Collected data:
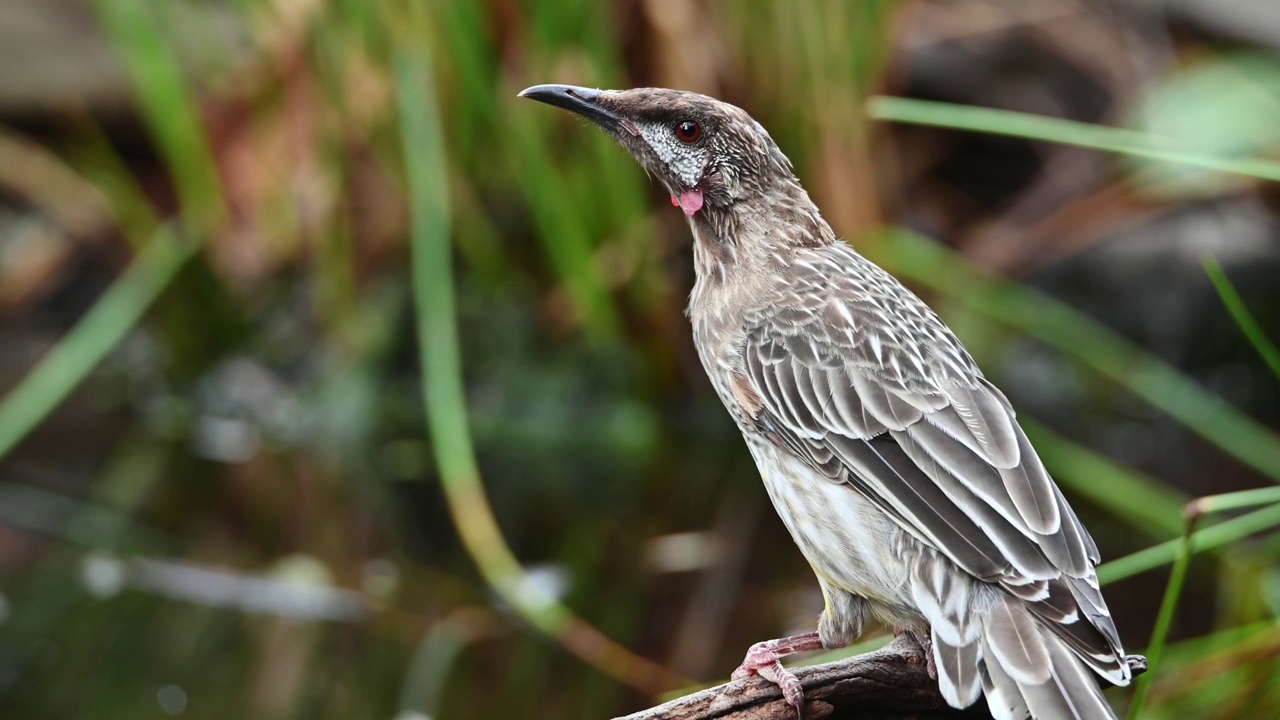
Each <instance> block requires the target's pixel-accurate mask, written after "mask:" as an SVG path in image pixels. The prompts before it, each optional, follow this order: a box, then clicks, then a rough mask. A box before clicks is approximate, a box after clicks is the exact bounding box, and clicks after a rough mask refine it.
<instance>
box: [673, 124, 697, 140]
mask: <svg viewBox="0 0 1280 720" xmlns="http://www.w3.org/2000/svg"><path fill="white" fill-rule="evenodd" d="M701 136H703V127H701V126H700V124H698V123H694V122H689V120H685V122H682V123H680V124H678V126H676V140H678V141H681V142H698V138H699V137H701Z"/></svg>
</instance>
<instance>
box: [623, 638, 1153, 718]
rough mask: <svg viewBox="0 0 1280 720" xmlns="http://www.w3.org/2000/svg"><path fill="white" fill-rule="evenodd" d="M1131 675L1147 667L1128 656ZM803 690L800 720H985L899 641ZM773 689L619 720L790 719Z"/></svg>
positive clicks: (750, 693) (752, 684)
mask: <svg viewBox="0 0 1280 720" xmlns="http://www.w3.org/2000/svg"><path fill="white" fill-rule="evenodd" d="M1126 660H1128V662H1129V667H1130V669H1132V670H1133V673H1134V675H1138V674H1140V673H1142V671H1144V670H1146V660H1144V659H1142V657H1140V656H1129V657H1128V659H1126ZM791 670H792V671H794V673H795V674H796V676H797V678H800V683H801V685H804V697H805V708H804V710H805V715H804V716H805V719H806V720H846V719H847V720H851V719H854V717H856V719H858V720H890V719H906V717H911V719H915V720H943V719H946V720H960V719H970V720H975V719H989V717H991V715H989V712H988V711H987V703H986V702H982V701H979V702H977V703H974V705H973V706H972V707H969V708H966V710H955V708H952V707H948V706H947V703H946V701H943V700H942V696H941V694H940V693H938V683H937V680H934V679H932V678H929V674H928V670H925V664H924V655H923V651H922V650H920V647H919V646H918V644H916V643H915V642H914V641H910V639H908V638H905V637H899V638H897V639H895V641H893V642H892V643H890V644H888V646H886V647H884V648H882V650H878V651H876V652H870V653H868V655H860V656H858V657H850V659H847V660H841V661H838V662H828V664H826V665H813V666H809V667H792V669H791ZM795 717H796V711H795V708H794V707H791V706H790V705H787V703H786V701H783V700H782V692H781V691H778V688H777V687H776V685H774V684H772V683H769V682H767V680H763V679H760V678H751V679H749V680H739V682H732V683H726V684H723V685H717V687H714V688H708V689H705V691H700V692H696V693H692V694H687V696H685V697H681V698H676V700H673V701H671V702H667V703H663V705H659V706H657V707H650V708H649V710H641V711H640V712H635V714H632V715H627V716H626V717H620V719H617V720H659V719H660V720H716V719H724V720H730V719H731V720H795Z"/></svg>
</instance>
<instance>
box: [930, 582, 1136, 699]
mask: <svg viewBox="0 0 1280 720" xmlns="http://www.w3.org/2000/svg"><path fill="white" fill-rule="evenodd" d="M952 619H955V616H952ZM932 641H933V643H932V644H933V657H934V662H936V665H937V670H938V688H940V689H941V692H942V696H943V697H945V698H946V701H947V703H950V705H952V706H955V707H968V706H969V705H973V703H974V702H975V701H977V700H978V694H979V693H986V696H987V705H988V706H989V707H991V714H992V716H993V717H996V719H997V720H1023V719H1025V717H1028V716H1030V717H1034V719H1036V720H1060V719H1061V720H1068V719H1070V720H1100V719H1107V717H1110V719H1114V717H1115V712H1112V710H1111V707H1110V706H1108V705H1107V702H1106V700H1103V698H1102V692H1101V689H1100V688H1098V678H1097V675H1096V674H1094V671H1093V670H1091V669H1089V667H1088V666H1085V664H1084V661H1083V660H1082V659H1080V657H1079V656H1078V655H1076V653H1075V652H1073V651H1071V648H1070V647H1069V646H1068V643H1066V642H1065V641H1064V639H1062V638H1061V637H1060V635H1059V634H1057V633H1053V632H1052V630H1051V629H1050V628H1047V626H1046V625H1044V624H1042V623H1041V621H1039V620H1038V619H1037V618H1036V616H1034V615H1033V614H1032V612H1030V611H1029V610H1028V609H1027V607H1025V606H1024V605H1023V603H1021V602H1019V601H1018V600H1016V598H1012V597H1007V596H1006V597H1001V598H998V600H997V601H996V602H995V603H993V605H992V606H991V607H989V610H988V611H986V612H984V614H982V615H980V616H970V618H969V619H968V621H960V623H936V624H934V625H933V629H932Z"/></svg>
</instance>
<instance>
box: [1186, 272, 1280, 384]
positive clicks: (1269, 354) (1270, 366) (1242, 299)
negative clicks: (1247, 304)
mask: <svg viewBox="0 0 1280 720" xmlns="http://www.w3.org/2000/svg"><path fill="white" fill-rule="evenodd" d="M1204 274H1207V275H1208V279H1210V282H1212V283H1213V290H1215V291H1217V296H1219V297H1221V299H1222V305H1225V306H1226V310H1228V311H1229V313H1230V314H1231V319H1233V320H1235V324H1236V327H1239V328H1240V332H1243V333H1244V337H1247V338H1249V343H1251V345H1252V346H1253V347H1254V350H1257V351H1258V356H1261V357H1262V360H1263V361H1266V364H1267V368H1271V373H1272V374H1275V377H1276V379H1280V350H1277V348H1276V346H1275V343H1274V342H1271V338H1268V337H1267V334H1266V333H1265V332H1263V331H1262V327H1261V325H1258V322H1257V320H1256V319H1254V318H1253V314H1252V313H1249V307H1248V306H1247V305H1245V304H1244V299H1243V297H1240V293H1239V292H1236V291H1235V286H1233V284H1231V279H1230V278H1228V277H1226V273H1225V272H1222V265H1220V264H1219V263H1217V260H1213V259H1212V258H1206V259H1204Z"/></svg>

About this task:
Transcribe every record above in full. Pictures stay out of the copy.

Response:
Each <instance> block requires the target's pixel-accurate mask, written after "mask:" as an SVG path in image pixels. The prompts before it, each optional, follow this order: a box, then clicks, then a rough mask. A box before clicks is approximate, a box after clicks is the exact bounding box, and clicks after a rough mask refine it.
<instance>
box: [673, 124, 697, 140]
mask: <svg viewBox="0 0 1280 720" xmlns="http://www.w3.org/2000/svg"><path fill="white" fill-rule="evenodd" d="M701 136H703V127H701V126H700V124H698V123H694V122H689V120H685V122H682V123H680V124H678V126H676V140H678V141H681V142H698V138H699V137H701Z"/></svg>
</instance>
<instance>
box: [623, 638, 1153, 718]
rough mask: <svg viewBox="0 0 1280 720" xmlns="http://www.w3.org/2000/svg"><path fill="white" fill-rule="evenodd" d="M1131 675L1147 667L1128 656ZM803 690L800 720H985L899 641ZM773 689L619 720L790 719Z"/></svg>
positive clicks: (750, 693) (752, 684)
mask: <svg viewBox="0 0 1280 720" xmlns="http://www.w3.org/2000/svg"><path fill="white" fill-rule="evenodd" d="M1126 660H1128V662H1129V667H1130V669H1132V670H1133V673H1134V675H1138V674H1140V673H1142V671H1144V670H1146V660H1144V659H1142V657H1140V656H1129V657H1128V659H1126ZM791 670H792V671H794V673H795V674H796V676H797V678H800V683H801V685H804V697H805V708H804V710H805V715H804V716H805V719H806V720H846V719H847V720H851V719H854V717H856V719H858V720H890V719H906V717H911V719H915V720H943V719H946V720H960V719H970V720H975V719H989V717H991V715H989V712H988V711H987V703H986V702H982V701H979V702H977V703H974V705H973V706H972V707H969V708H966V710H955V708H952V707H948V706H947V703H946V701H943V700H942V696H941V694H940V693H938V683H937V680H934V679H932V678H929V674H928V670H925V664H924V655H923V651H922V650H920V647H919V646H918V644H916V643H915V642H914V641H910V639H908V638H905V637H899V638H897V639H895V641H893V642H892V643H890V644H888V646H886V647H884V648H882V650H878V651H876V652H870V653H868V655H860V656H858V657H850V659H847V660H841V661H838V662H828V664H826V665H813V666H809V667H792V669H791ZM795 717H796V711H795V708H794V707H791V706H790V705H787V703H786V701H783V700H782V692H781V691H778V688H777V687H776V685H774V684H772V683H769V682H767V680H763V679H760V678H751V679H749V680H739V682H732V683H726V684H723V685H717V687H714V688H708V689H705V691H700V692H696V693H692V694H687V696H685V697H681V698H676V700H673V701H671V702H667V703H663V705H659V706H657V707H650V708H649V710H641V711H640V712H635V714H632V715H627V716H626V717H620V719H617V720H659V719H660V720H716V719H724V720H730V719H731V720H795Z"/></svg>
</instance>
<instance>
box: [930, 582, 1136, 699]
mask: <svg viewBox="0 0 1280 720" xmlns="http://www.w3.org/2000/svg"><path fill="white" fill-rule="evenodd" d="M952 619H955V616H952ZM932 641H933V643H932V644H933V657H934V662H936V665H937V670H938V688H940V689H941V692H942V696H943V697H945V698H946V701H947V703H950V705H952V706H955V707H968V706H969V705H973V703H974V702H975V701H977V700H978V694H979V693H986V696H987V705H988V706H989V707H991V714H992V716H993V717H996V719H997V720H1023V719H1025V717H1028V716H1030V717H1034V719H1036V720H1060V719H1061V720H1068V719H1070V720H1100V719H1107V717H1110V719H1114V717H1115V712H1112V710H1111V707H1110V706H1108V705H1107V702H1106V700H1103V698H1102V692H1101V689H1100V688H1098V678H1097V675H1096V674H1094V671H1093V670H1091V669H1089V667H1088V666H1085V664H1084V661H1083V660H1082V659H1080V657H1079V656H1078V655H1076V653H1075V652H1073V651H1071V648H1070V647H1069V646H1068V643H1066V642H1065V641H1064V639H1062V638H1061V637H1060V635H1059V634H1057V633H1053V632H1052V630H1051V629H1050V628H1047V626H1046V625H1044V624H1042V623H1041V621H1039V620H1038V619H1037V618H1036V616H1034V615H1033V614H1032V612H1030V611H1029V610H1028V609H1027V607H1025V606H1024V605H1023V603H1021V602H1019V601H1018V600H1016V598H1012V597H1007V596H1006V597H1001V598H998V600H997V601H996V602H995V603H993V605H992V606H991V607H989V610H988V611H986V612H984V614H982V615H980V616H970V618H969V619H968V621H960V623H936V624H934V625H933V629H932Z"/></svg>
</instance>
<instance>
box: [1186, 272, 1280, 384]
positive clicks: (1269, 354) (1270, 366) (1242, 299)
negative clicks: (1247, 304)
mask: <svg viewBox="0 0 1280 720" xmlns="http://www.w3.org/2000/svg"><path fill="white" fill-rule="evenodd" d="M1204 274H1207V275H1208V279H1210V282H1212V283H1213V290H1215V291H1217V296H1219V297H1221V299H1222V305H1225V306H1226V310H1228V311H1229V313H1230V314H1231V319H1233V320H1235V324H1236V327H1239V328H1240V332H1243V333H1244V337H1247V338H1249V343H1251V345H1252V346H1253V347H1254V350H1257V351H1258V356H1261V357H1262V360H1263V361H1266V364H1267V368H1271V373H1272V374H1275V377H1276V379H1280V350H1277V348H1276V346H1275V343H1274V342H1271V338H1268V337H1267V334H1266V333H1265V332H1263V331H1262V327H1261V325H1258V322H1257V320H1256V319H1254V318H1253V314H1252V313H1249V307H1248V306H1247V305H1245V304H1244V299H1243V297H1240V293H1239V292H1236V291H1235V286H1233V284H1231V279H1230V278H1228V277H1226V273H1225V272H1222V265H1220V264H1219V263H1217V260H1213V259H1212V258H1206V259H1204Z"/></svg>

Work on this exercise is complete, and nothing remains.